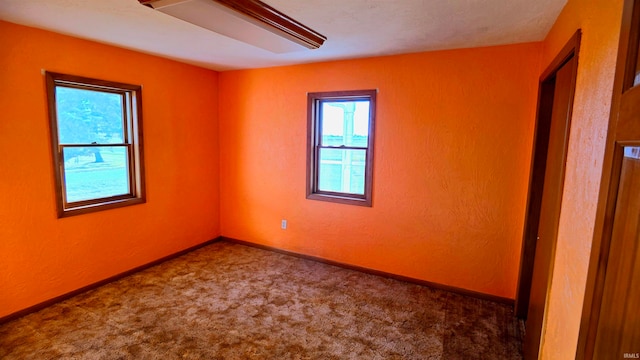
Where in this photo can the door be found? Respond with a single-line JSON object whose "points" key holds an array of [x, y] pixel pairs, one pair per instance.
{"points": [[550, 105], [613, 332], [550, 206]]}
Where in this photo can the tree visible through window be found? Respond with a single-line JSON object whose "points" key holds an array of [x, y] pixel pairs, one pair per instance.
{"points": [[97, 143], [340, 149]]}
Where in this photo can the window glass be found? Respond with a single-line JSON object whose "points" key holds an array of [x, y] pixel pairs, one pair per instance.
{"points": [[341, 146], [87, 116], [96, 140], [95, 172]]}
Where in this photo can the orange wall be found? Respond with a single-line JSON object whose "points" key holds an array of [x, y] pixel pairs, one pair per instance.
{"points": [[42, 256], [453, 141], [600, 23]]}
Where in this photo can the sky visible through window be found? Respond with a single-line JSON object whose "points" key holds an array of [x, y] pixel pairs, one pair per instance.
{"points": [[333, 118], [92, 117], [344, 124]]}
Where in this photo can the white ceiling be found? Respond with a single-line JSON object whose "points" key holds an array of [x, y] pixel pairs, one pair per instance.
{"points": [[354, 28]]}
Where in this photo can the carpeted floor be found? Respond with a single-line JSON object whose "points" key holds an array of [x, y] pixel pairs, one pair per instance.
{"points": [[229, 301]]}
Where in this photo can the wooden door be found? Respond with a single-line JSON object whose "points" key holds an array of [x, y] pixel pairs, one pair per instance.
{"points": [[548, 107], [550, 207], [612, 329]]}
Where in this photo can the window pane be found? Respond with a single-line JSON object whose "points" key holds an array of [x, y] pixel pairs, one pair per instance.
{"points": [[342, 170], [345, 123], [86, 116], [95, 172]]}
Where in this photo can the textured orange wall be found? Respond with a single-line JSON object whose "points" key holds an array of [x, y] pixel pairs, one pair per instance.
{"points": [[41, 256], [453, 142], [600, 23]]}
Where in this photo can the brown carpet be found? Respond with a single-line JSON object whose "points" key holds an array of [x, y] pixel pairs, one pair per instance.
{"points": [[229, 301]]}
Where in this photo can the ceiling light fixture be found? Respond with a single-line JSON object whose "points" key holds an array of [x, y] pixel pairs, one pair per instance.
{"points": [[243, 20]]}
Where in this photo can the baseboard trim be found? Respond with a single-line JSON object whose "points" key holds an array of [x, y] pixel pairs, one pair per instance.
{"points": [[453, 289], [57, 299]]}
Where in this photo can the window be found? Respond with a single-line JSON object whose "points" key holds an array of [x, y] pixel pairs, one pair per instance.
{"points": [[340, 146], [96, 135]]}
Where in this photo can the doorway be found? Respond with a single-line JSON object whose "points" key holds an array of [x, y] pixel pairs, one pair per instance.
{"points": [[546, 184], [610, 326]]}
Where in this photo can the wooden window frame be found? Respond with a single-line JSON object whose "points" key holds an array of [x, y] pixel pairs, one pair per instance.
{"points": [[314, 136], [132, 115]]}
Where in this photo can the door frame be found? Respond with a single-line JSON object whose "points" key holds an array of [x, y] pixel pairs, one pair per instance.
{"points": [[605, 210], [538, 167]]}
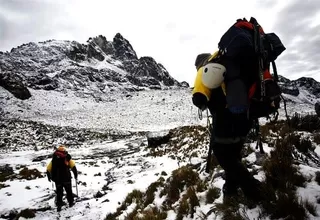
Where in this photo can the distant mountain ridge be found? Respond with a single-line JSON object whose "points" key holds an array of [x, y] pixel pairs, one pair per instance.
{"points": [[94, 68]]}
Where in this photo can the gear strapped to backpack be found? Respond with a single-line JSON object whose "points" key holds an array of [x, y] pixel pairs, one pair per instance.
{"points": [[60, 166], [264, 93]]}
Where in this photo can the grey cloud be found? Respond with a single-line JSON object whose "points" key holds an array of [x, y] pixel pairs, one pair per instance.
{"points": [[25, 21], [186, 37], [266, 3], [292, 22]]}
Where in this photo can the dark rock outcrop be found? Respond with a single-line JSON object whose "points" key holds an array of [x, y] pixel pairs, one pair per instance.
{"points": [[317, 108], [92, 69], [155, 139], [13, 83]]}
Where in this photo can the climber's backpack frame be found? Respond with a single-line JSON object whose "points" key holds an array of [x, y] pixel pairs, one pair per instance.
{"points": [[265, 93]]}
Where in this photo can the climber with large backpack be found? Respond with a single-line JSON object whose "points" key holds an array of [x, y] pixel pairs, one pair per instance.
{"points": [[236, 86], [58, 170]]}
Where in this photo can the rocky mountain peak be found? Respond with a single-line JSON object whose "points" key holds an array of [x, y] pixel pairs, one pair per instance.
{"points": [[123, 48], [93, 68]]}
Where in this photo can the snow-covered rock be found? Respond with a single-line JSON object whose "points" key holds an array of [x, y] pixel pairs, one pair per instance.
{"points": [[93, 69]]}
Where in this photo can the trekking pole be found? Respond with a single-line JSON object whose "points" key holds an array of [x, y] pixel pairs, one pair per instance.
{"points": [[77, 187]]}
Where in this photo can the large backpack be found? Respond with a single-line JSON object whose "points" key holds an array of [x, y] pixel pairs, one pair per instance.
{"points": [[264, 91], [60, 171]]}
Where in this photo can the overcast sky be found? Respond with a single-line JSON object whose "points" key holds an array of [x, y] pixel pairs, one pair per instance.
{"points": [[173, 32]]}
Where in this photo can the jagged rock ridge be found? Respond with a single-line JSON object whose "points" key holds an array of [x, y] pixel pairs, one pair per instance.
{"points": [[93, 68]]}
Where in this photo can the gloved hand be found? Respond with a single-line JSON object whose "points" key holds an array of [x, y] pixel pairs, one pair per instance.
{"points": [[49, 177]]}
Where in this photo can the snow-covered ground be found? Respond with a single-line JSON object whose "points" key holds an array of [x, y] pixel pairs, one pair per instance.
{"points": [[120, 165], [113, 168], [137, 111]]}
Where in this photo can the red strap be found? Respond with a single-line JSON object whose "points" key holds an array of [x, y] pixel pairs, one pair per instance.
{"points": [[245, 24]]}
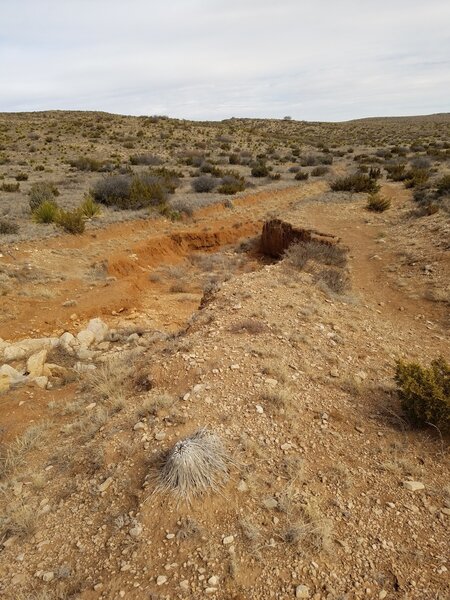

----------

◆ GIVEN EXERCISE: Arrange every line of the data above into a numbered list, omitting blank lines and leaving out the pictures.

◆ FINAL ANSWER:
1. Where in this photo can the door be found? Respond with a single-line JSON object whose "points" key holds an array of [x, y] pixel pairs, one pair per instance.
2. {"points": [[550, 105], [613, 332], [550, 206]]}
3. Where in this photo can the tree visible through window be found? Respond with a single-line JSON object whose "points" key holds an array of [x, y] pixel pairs, one pair per instance.
4. {"points": [[97, 143], [340, 149]]}
5. Where in this photo can the window glass be found? Respond with a single-line JSON object whose "points" key holds an array of [x, y] pixel pairs, one pair per instance.
6. {"points": [[341, 146], [87, 116], [96, 140], [95, 172]]}
7. Where in this photo can the orange wall be found? Respond with a single-line JSON object whose "points" key holds an array of [x, y] pixel pairs, one pair per instance.
8. {"points": [[42, 256], [453, 141], [600, 23]]}
9. Where in this photo can the sky visible through window be found? Respond with a single-line JSON object whose "points" key holds an array of [x, y] pixel pairs, one pair per instance.
10. {"points": [[333, 118], [92, 117], [344, 124]]}
11. Where in this photo can the white ceiling be found? Respond with a single-line JSON object whose "points" key holds an array of [x, y] pixel pairs, one pair per instance.
12. {"points": [[354, 28]]}
13. Where in this photo can the carpeted floor be found? Respond with a single-line JSON object whose "points" key holds an array of [x, y] pixel pairs, one pair per instance.
14. {"points": [[229, 301]]}
15. Where in this photo can the wooden door be found? Respond with a single-line JSON object whose "points" key holds an array of [x, y] pixel pairs, one pair per instance.
16. {"points": [[548, 107], [550, 207], [612, 329]]}
17. Where in this photo can the window pane be found? Respond with a single-line JSON object whose "points" key holds an array of [x, y] pixel pairs, one pair per instance.
18. {"points": [[342, 170], [345, 123], [86, 116], [95, 172]]}
19. Where in this photo can the textured orange wall be found? Respond with a single-line JSON object whose "points" key holds an array of [x, y] pixel pairs, one pair per instance.
20. {"points": [[41, 256], [453, 142], [600, 23]]}
21. Where in this photo can the brown carpet be found? Respond with a single-line JSON object whose "points" key holds an array of [x, y] pixel pairs, one pair per instance.
22. {"points": [[229, 301]]}
23. Where in this photo can the ceiling light fixture be found? Respond with a single-line JSON object whose "points" key holds an array of [x, y] pixel pairs, one pair per instance.
24. {"points": [[243, 20]]}
25. Where in this photo can the baseboard trim be found? Respond with a single-line JSON object whose "points" key holds an array of [x, y] pixel pairs, one pair per instance.
26. {"points": [[453, 289], [57, 299]]}
27. Where in this photo can the window be found? Respond with a single-line JSON object whose "points" key holds an array of [x, y] pixel pairs, one pair per instance.
28. {"points": [[340, 146], [96, 135]]}
29. Where in this photo can the doorway be found? Respond with a single-line JSON object whose "points" key holds an array of [x, y] pixel pairs, one pair per instance.
30. {"points": [[546, 184], [610, 326]]}
31. Where in this photo can the wooden window frame be found? Respond with a single-line JSON object whose "points" key holds an array of [x, y] pixel pairs, one pair per instance.
32. {"points": [[314, 136], [132, 115]]}
33. Where in this photo can the door frame be found? Respond with a single-line JSON object whose "points" key holds an array of [x, y] pixel pairs, one pair per instance.
34. {"points": [[605, 210], [538, 167]]}
35. Where in this photo can the distant mountain ridge be found? Respond with a single-line JSON object whose "points" key holds an array of [x, y] pixel pairs, one pair per instance.
36. {"points": [[94, 68]]}
37. Where in this photo can the gear strapped to backpack be found? Respond with a single-line JSON object whose "points" key holds an array of [x, y] pixel pairs, one pair per instance.
38. {"points": [[60, 166], [264, 93]]}
39. Where in this photo can the grey cloud be found? Respond with a single-line JSON object whose "points" key holds an array of [x, y] pixel pairs, one pair per instance.
40. {"points": [[25, 21], [186, 37], [266, 3], [292, 22]]}
41. Where in this photo can the dark rock outcrop be found? Respond with a single-line JSON object whose "points" key holds an array of [x, y] pixel pairs, one pair per instance.
42. {"points": [[317, 108], [92, 69], [155, 139], [13, 83]]}
43. Where in this photo can the climber's backpack frame be found? Respond with a single-line JSON object whose "points" key holds an array of [x, y] pixel pairs, one pair per instance.
44. {"points": [[265, 93]]}
45. Where in this photo can the climber with large backpack be found? Respond with a single-line JSON object whose "points" key holds an array of [x, y] pixel pairs, one pair per instance.
46. {"points": [[236, 86], [58, 170]]}
47. Where in this photo can the rocky mountain peak be found? Respond with a single-line JSON object whose "points" key holds an array of [x, y] pixel pairs, one pair per instance.
48. {"points": [[123, 48], [93, 68]]}
49. Where in this photo can the snow-covered rock be found? Respond with a single-line JSON object whose "points" key holds an array of [x, y] pixel pairs, one pair per instance.
50. {"points": [[93, 69]]}
51. Where in this photo can the trekking pole be found? Respond with a single-line JSON object whose "points" key holds an array of [x, y] pixel pairs, one pair per instance.
52. {"points": [[77, 187]]}
53. Where in this photo can the large backpack be found? Respond with a single-line JSON object whose "points" key holds an array of [x, y] pixel pairs, one pair per instance.
54. {"points": [[264, 91], [60, 171]]}
55. Where in this photo can the overcast sky be found? Respond with a single-line JSON object whose "points" key holds an array of [x, y] pixel pairs, one pair per instance.
56. {"points": [[173, 32]]}
57. Where in this photo can the jagged rock ridge be found? Respond with a single-line JSON object whose "points" key holds an array of [x, y] pixel pairs, one pair per instance.
58. {"points": [[93, 68]]}
59. Where in this photo can the gloved hand be found? Respond with a single-line JSON object whose "points" key holds an array of [x, y] pixel pairs, one pair per instance.
60. {"points": [[49, 177]]}
61. Where in this photo can the snow-covered ground be found? Respond with a single-line JSON object whose "points" key holds an array of [x, y] pixel pairs, one pair per instance.
62. {"points": [[120, 165], [113, 168], [137, 111]]}
63. Where in this photo can the red strap be found? Respond with a single-line JSON object whose "points" key holds an array of [x, y] pixel pairs, one pair per instance.
64. {"points": [[245, 24]]}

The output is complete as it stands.